# Tareas del ejercicio:
1) Responde estas preguntas sobre el texto del palacete:
(a) ¿De principios de qué siglo era el palacete?
(b) ¿De qué material eran las chimeneas de los despachos?
(c) ¿Cuántos ascensores tenía el edificio?
2) Extrae sin cambios del texto del palacete el tramo que va desde "Tenía despachos muy" hasta "robada la voluntad.".

# Fragmento dado:
---*---

Una vez trabajé en un palacete

 


 

Una vez trabajé en un palacete.

Uno muy señorial, de principios del siglo XX, en el centro de Madrid. 

Tenía despachos muy elegantes, con techos labrados de flores y chimeneas de marmol.

 

Tenía un suelo precioso de maderas nobles con dibujos geométricos que crujía al pisarlo.

Tenía una escalera señorial, casi de caracol, con una elegante vidriera de llamativos colores.

Tenía una biblioteca fantástica, de madera y cristal, que me tenía robada la voluntad.


Y dos ascensores, uno al aire y coqueto, que conservaba una verja labrada, y otro diminuto y agobiante, en el que apenas subí, que llevaba a los despachos del palomar.

Y una entrada para carruajes, ostentosas lamparas y más plantas de las que parecía, admirando su fachada cuidada y neoclásica.

Tenía muchos vericuetos semiescondidos a distintas alturas que que se habían aprovechado para colocar despachos que pasaban tan desapercibidos como los funcionarios que trabajaban en ellos.

 

Pero sobre todo, aquel palacete donde yo trabajé una vez, tenía un fantasma.

Un fantasma al que solo podía ver yo, y que cada tarde,

y solo a mí, 

me iba contando de su pasado aristocrático y su triste destino,

mientras yo iba escribiendo su historia.


Una vez, en un palacete, me enamoré de un fantasma.

---*---

# Filas proporcionadas:

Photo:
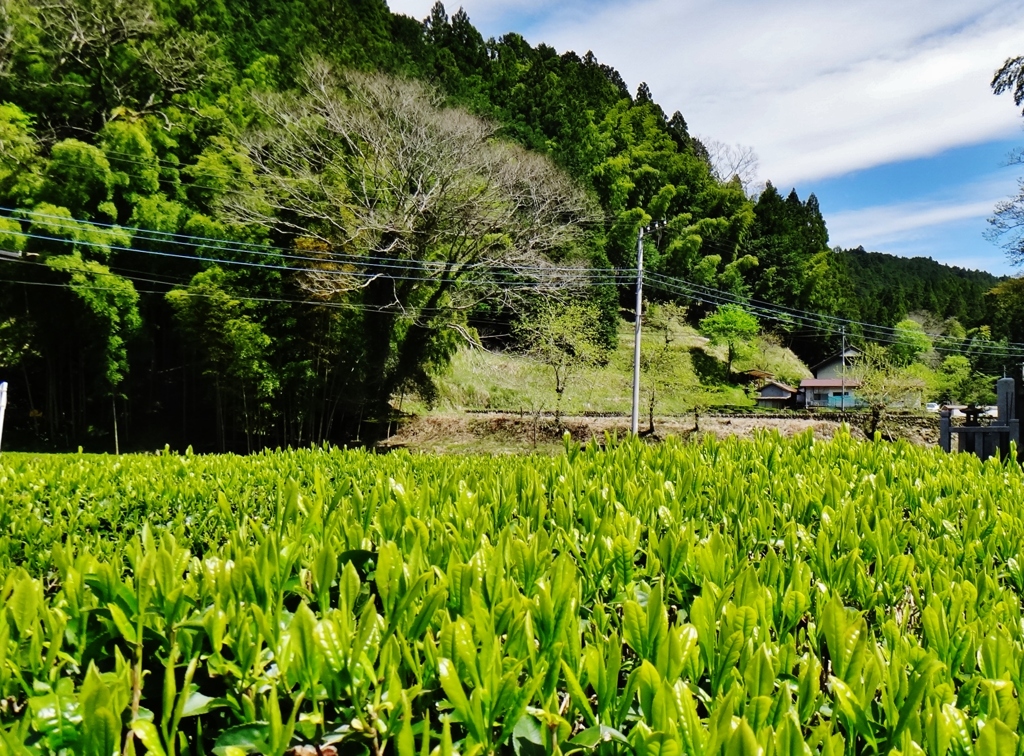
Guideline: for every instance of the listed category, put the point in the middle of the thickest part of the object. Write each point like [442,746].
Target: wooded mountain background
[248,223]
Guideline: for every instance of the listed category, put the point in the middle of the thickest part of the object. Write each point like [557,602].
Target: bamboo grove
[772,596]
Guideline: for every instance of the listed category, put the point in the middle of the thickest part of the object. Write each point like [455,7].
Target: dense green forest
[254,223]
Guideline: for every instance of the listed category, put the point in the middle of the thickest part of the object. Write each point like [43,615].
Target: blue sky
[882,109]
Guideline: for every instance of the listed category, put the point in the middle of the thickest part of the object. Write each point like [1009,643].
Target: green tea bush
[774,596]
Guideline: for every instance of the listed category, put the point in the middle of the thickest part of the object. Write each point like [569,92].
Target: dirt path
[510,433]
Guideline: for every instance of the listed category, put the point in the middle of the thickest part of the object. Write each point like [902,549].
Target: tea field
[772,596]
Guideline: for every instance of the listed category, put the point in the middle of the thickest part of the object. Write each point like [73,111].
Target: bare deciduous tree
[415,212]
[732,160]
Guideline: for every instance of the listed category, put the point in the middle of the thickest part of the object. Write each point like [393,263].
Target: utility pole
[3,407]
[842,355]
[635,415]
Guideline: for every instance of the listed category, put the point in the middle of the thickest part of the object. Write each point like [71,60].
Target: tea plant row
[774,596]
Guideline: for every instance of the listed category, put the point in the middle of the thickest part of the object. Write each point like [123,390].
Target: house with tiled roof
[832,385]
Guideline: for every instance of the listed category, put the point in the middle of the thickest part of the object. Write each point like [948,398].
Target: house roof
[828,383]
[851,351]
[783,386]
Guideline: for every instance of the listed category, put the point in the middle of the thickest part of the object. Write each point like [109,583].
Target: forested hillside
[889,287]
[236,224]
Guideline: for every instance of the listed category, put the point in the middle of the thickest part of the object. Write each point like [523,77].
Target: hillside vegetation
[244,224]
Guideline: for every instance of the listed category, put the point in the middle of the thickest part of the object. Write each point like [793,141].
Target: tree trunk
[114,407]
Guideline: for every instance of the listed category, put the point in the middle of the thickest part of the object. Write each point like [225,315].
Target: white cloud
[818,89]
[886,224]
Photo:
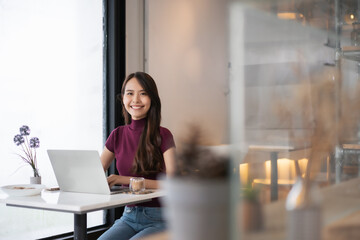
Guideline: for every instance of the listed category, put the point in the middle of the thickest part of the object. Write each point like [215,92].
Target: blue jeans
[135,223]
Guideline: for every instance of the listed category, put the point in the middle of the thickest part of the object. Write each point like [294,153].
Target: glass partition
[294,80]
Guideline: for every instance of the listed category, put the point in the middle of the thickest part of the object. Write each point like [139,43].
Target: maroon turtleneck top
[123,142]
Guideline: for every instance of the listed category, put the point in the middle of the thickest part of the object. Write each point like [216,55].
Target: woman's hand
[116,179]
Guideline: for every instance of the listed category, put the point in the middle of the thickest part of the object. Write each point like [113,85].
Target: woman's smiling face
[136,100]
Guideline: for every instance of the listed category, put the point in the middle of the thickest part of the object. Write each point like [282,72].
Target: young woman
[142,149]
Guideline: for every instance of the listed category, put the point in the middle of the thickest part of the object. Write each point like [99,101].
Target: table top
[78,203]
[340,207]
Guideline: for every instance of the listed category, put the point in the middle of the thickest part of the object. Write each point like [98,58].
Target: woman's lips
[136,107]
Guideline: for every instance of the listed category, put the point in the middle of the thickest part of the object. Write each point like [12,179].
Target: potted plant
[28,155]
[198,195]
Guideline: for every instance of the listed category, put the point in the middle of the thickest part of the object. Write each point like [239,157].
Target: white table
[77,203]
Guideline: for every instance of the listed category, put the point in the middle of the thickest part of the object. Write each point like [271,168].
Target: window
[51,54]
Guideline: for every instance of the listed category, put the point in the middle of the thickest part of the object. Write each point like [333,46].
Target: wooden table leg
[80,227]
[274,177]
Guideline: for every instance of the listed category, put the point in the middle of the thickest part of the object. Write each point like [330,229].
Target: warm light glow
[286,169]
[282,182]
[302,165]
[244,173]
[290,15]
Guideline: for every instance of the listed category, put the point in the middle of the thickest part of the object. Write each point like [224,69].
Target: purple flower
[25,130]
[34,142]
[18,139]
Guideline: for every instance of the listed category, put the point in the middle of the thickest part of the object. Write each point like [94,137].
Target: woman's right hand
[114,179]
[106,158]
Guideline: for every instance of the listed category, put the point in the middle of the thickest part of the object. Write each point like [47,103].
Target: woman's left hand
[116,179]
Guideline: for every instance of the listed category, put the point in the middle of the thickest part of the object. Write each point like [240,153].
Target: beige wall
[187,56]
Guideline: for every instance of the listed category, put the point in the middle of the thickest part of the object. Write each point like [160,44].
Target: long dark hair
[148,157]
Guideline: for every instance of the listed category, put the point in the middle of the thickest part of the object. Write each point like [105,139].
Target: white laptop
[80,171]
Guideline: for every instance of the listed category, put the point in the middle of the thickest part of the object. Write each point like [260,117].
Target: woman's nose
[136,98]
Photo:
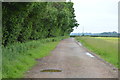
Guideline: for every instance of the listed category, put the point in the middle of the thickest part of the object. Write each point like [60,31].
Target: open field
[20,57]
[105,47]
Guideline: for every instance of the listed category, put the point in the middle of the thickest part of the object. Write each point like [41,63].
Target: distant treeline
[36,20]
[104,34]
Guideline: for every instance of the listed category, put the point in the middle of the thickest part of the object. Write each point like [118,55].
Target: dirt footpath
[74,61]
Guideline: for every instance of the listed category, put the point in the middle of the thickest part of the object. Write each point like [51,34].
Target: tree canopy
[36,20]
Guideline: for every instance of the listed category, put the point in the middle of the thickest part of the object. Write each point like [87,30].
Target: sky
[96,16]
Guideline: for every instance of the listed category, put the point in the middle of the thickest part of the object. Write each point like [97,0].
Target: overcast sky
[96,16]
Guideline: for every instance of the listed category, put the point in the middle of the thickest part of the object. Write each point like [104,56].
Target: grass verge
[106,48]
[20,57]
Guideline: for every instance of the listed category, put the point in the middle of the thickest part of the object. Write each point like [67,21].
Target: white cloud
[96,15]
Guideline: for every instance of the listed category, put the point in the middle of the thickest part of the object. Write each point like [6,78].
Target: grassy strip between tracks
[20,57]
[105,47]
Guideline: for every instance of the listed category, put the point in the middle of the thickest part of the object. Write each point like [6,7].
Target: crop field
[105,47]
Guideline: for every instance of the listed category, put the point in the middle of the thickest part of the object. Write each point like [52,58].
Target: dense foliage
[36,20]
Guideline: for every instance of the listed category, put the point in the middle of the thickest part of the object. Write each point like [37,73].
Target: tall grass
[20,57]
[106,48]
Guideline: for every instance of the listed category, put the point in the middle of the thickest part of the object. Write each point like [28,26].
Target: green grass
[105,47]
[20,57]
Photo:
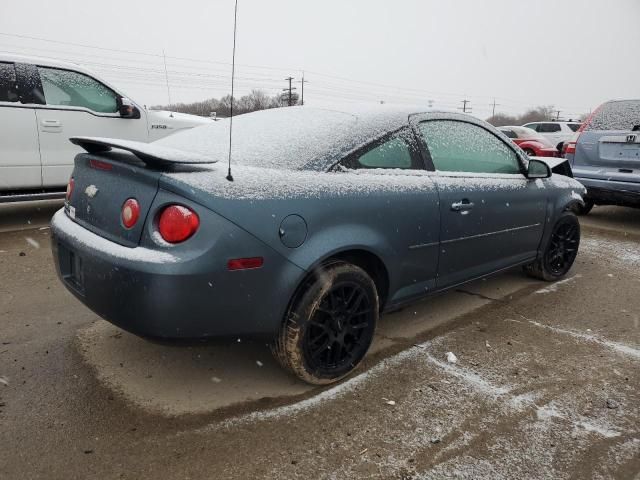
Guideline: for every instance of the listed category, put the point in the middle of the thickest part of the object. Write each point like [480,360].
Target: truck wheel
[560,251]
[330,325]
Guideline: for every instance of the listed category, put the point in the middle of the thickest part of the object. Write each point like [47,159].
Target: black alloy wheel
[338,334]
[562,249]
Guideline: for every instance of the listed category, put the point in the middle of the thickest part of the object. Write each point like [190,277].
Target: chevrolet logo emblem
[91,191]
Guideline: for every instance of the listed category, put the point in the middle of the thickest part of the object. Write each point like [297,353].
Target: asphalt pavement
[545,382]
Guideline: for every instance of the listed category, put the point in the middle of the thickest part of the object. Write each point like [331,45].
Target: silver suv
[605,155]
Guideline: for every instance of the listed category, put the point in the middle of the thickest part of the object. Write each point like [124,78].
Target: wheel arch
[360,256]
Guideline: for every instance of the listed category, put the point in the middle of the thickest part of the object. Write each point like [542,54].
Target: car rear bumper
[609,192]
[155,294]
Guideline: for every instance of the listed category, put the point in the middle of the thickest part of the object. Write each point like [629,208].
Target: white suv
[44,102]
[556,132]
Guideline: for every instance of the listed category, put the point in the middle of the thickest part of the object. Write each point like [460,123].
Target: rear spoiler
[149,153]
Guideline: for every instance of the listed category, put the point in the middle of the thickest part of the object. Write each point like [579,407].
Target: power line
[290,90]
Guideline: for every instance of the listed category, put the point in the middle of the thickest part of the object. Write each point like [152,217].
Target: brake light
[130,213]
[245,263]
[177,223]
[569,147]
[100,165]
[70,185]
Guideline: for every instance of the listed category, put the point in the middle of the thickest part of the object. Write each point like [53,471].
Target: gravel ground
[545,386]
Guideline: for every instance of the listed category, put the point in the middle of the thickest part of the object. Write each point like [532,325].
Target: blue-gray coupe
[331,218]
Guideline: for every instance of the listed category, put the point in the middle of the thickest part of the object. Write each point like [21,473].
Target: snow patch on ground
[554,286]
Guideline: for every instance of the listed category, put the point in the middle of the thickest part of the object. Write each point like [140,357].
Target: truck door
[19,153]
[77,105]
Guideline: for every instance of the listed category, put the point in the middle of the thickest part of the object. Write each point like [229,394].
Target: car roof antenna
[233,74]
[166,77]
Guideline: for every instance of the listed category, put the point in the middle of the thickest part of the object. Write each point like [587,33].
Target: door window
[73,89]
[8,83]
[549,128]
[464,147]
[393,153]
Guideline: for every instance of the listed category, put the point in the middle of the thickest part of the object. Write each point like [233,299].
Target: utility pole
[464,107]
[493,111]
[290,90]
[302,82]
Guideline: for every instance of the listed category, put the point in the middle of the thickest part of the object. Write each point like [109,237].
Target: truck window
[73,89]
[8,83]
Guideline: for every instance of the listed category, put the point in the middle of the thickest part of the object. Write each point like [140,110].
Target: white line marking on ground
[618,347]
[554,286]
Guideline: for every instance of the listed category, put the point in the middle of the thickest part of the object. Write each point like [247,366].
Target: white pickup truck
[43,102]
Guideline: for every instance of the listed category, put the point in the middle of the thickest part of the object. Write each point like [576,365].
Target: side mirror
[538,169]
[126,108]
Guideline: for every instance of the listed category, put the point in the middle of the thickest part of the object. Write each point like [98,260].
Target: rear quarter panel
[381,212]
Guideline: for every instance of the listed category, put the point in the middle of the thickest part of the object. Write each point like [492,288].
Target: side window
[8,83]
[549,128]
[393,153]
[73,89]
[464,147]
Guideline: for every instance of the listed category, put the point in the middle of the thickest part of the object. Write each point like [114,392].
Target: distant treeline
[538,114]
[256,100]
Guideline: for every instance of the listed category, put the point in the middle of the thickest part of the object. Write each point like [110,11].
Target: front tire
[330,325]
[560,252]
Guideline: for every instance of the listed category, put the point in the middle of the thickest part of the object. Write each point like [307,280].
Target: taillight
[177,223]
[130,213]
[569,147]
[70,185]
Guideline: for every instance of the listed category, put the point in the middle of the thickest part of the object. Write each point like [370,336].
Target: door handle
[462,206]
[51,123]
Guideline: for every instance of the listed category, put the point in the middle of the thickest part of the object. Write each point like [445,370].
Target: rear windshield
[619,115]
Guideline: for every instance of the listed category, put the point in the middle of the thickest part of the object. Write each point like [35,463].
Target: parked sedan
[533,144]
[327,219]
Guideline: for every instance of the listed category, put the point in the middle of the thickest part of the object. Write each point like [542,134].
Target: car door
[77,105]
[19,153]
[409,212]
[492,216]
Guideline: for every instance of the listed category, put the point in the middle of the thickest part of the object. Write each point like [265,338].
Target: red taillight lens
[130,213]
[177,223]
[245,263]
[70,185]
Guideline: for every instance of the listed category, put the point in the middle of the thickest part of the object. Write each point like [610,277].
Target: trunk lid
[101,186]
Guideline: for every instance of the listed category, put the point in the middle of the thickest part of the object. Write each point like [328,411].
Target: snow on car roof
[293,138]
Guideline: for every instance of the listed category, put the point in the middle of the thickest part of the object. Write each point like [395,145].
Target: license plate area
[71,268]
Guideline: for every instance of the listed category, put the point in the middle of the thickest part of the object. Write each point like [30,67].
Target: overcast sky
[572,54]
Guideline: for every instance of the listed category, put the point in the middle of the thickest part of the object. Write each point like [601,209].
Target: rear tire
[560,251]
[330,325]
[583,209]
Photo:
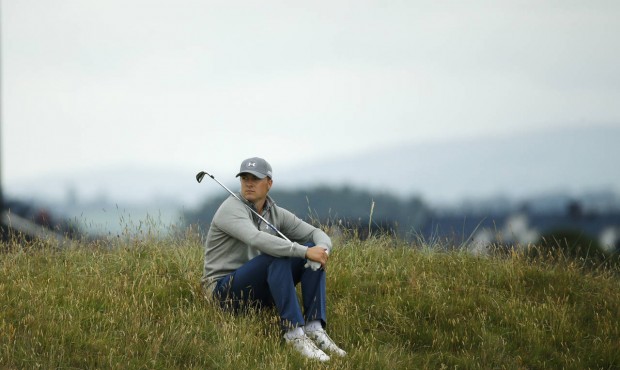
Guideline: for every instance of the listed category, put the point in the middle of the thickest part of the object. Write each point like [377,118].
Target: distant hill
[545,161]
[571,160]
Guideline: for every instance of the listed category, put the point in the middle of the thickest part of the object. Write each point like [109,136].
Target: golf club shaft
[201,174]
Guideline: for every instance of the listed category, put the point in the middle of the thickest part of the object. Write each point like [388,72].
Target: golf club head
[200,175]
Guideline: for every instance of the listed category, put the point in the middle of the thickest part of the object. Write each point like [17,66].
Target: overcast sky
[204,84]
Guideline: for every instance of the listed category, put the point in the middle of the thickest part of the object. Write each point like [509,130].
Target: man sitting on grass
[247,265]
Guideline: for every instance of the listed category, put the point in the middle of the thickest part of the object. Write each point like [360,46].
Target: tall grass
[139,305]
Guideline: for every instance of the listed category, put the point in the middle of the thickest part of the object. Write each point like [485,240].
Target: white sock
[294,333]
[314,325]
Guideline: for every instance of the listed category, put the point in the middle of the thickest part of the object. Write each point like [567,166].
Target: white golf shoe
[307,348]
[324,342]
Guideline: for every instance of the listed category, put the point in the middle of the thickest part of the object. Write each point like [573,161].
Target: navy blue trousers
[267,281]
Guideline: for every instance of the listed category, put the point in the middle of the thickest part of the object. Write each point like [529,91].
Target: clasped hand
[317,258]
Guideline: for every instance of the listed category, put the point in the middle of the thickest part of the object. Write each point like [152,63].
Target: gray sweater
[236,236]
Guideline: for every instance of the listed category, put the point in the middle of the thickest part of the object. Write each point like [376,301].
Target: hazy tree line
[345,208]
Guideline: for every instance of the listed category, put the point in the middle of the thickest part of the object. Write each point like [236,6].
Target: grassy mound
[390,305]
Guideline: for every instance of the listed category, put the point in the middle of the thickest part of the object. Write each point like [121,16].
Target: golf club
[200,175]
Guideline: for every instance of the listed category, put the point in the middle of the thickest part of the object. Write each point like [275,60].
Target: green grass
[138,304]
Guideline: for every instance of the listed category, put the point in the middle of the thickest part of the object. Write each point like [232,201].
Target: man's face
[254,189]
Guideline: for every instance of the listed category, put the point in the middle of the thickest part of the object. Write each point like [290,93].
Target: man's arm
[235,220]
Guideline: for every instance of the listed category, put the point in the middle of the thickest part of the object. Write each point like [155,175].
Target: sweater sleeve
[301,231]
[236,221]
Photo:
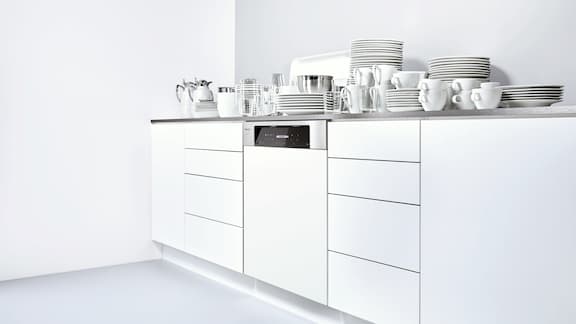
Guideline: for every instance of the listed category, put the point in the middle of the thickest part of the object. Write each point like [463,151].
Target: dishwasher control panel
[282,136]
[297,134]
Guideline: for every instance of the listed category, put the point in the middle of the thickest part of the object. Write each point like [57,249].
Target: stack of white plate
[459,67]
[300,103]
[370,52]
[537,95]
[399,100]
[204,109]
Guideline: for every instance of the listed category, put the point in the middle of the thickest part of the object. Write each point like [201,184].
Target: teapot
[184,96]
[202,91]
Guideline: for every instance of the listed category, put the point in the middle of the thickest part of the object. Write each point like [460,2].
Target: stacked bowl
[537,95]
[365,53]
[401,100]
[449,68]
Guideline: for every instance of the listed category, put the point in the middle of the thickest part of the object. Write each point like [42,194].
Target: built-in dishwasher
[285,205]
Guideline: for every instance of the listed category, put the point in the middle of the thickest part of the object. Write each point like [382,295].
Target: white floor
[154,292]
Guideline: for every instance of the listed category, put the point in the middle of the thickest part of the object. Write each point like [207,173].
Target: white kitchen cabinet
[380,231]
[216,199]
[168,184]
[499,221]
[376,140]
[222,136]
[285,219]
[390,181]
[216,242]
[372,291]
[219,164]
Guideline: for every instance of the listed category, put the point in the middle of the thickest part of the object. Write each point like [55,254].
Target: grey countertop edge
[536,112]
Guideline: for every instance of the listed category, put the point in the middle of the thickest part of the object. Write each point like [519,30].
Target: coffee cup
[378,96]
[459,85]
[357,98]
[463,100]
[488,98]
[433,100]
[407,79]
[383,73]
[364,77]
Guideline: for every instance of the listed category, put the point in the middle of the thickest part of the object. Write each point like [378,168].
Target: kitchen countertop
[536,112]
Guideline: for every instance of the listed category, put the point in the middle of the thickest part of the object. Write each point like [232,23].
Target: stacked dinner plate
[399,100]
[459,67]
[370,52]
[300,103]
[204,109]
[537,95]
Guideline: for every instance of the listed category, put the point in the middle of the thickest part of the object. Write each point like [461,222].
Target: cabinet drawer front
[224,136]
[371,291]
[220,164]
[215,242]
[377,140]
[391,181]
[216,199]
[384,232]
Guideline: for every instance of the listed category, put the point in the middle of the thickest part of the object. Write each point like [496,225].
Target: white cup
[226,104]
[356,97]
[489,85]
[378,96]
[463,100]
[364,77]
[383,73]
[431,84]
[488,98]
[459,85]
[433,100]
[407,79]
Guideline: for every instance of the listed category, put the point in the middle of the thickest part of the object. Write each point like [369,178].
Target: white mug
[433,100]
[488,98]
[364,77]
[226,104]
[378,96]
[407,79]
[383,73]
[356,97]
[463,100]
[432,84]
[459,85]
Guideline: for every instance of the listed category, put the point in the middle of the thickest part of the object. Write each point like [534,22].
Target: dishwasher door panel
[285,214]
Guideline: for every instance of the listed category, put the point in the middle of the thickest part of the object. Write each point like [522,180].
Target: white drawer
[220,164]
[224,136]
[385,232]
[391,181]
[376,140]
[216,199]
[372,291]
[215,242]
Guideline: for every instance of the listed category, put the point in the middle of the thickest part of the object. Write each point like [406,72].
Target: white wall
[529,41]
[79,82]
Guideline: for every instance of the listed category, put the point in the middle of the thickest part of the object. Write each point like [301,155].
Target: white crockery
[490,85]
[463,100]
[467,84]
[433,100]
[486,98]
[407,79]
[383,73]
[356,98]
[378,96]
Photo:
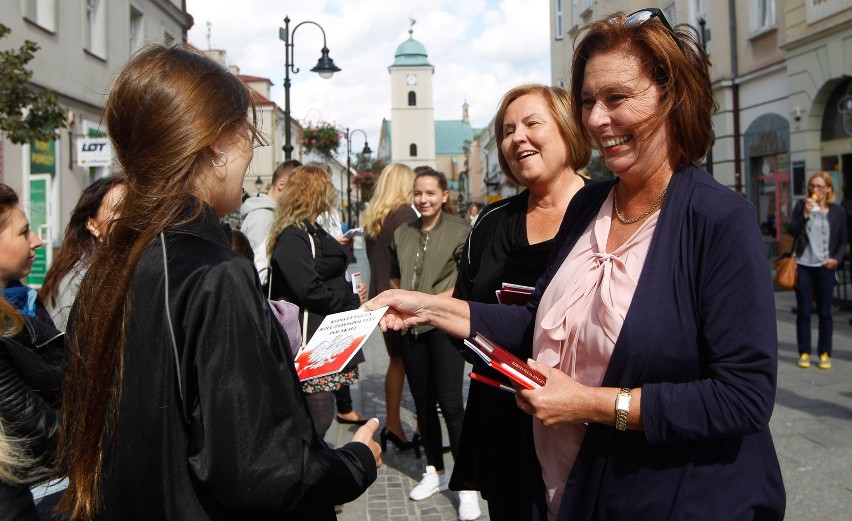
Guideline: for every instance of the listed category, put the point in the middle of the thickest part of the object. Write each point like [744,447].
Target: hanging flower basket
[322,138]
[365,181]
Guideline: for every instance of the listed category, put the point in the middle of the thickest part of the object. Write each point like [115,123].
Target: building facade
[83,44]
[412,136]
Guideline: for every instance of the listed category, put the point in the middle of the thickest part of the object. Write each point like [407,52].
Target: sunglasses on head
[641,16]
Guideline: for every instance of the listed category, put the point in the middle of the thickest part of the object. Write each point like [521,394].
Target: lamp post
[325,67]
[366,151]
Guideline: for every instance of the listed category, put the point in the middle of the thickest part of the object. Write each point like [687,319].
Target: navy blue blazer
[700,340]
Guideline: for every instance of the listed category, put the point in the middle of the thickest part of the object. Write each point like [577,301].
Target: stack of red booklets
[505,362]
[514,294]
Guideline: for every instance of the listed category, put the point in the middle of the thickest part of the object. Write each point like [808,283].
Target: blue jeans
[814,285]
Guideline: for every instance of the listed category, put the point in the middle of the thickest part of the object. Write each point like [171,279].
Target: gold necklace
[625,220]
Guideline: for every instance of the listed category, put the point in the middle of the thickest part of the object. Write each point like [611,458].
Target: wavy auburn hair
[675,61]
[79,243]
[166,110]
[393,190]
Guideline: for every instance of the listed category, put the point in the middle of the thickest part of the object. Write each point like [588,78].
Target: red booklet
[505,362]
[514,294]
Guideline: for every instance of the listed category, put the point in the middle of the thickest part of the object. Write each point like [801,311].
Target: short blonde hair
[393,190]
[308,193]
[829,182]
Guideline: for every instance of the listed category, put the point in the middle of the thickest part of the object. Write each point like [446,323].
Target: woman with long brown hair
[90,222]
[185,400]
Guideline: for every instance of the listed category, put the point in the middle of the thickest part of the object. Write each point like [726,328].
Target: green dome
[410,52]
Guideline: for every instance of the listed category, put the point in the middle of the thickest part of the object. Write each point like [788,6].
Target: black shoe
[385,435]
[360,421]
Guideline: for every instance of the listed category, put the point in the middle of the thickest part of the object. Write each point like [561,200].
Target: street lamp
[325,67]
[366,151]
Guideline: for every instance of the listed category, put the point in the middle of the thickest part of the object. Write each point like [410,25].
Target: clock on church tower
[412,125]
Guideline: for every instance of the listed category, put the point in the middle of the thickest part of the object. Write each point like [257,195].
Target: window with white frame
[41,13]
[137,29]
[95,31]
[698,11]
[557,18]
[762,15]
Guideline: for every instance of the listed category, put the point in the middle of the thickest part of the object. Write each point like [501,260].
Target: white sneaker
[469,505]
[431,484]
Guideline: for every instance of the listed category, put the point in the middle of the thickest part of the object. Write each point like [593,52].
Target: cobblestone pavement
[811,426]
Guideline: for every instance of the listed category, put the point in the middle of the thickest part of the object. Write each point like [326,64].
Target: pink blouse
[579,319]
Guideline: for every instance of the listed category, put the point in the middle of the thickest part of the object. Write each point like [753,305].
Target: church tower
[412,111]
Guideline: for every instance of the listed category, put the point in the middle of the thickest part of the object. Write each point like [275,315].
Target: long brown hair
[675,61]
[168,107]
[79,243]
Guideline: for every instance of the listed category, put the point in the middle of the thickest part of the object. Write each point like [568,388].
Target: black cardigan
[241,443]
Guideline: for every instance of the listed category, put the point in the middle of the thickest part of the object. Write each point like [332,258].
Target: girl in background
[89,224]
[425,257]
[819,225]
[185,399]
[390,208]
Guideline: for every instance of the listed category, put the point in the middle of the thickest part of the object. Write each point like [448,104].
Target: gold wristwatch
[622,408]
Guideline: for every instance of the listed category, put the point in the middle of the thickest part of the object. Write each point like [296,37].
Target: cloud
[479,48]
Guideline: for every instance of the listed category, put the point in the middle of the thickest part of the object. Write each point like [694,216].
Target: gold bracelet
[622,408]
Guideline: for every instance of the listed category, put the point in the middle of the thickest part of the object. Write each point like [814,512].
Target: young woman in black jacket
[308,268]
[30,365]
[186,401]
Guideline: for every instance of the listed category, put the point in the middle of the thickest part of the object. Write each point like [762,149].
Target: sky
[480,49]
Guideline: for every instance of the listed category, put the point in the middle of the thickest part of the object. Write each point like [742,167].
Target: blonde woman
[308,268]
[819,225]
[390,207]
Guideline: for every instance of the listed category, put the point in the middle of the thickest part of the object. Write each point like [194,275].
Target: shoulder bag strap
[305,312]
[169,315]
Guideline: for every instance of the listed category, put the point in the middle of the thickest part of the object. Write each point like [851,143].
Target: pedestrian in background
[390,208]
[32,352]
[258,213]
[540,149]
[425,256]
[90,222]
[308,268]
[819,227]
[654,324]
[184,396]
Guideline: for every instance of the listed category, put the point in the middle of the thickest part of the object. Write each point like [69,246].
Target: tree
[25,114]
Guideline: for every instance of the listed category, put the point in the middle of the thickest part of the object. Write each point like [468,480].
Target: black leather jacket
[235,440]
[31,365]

---*---

# Respuestas del ejercicio:
1)
(a) Del siglo XX.
(b) De mármol.
(c) Dos.

2)
Tenía despachos muy elegantes, con techos labrados de flores y chimeneas de marmol.

 

Tenía un suelo precioso de maderas nobles con dibujos geométricos que crujía al pisarlo.

Tenía una escalera señorial, casi de caracol, con una elegante vidriera de llamativos colores.

Tenía una biblioteca fantástica, de madera y cristal, que me tenía robada la voluntad.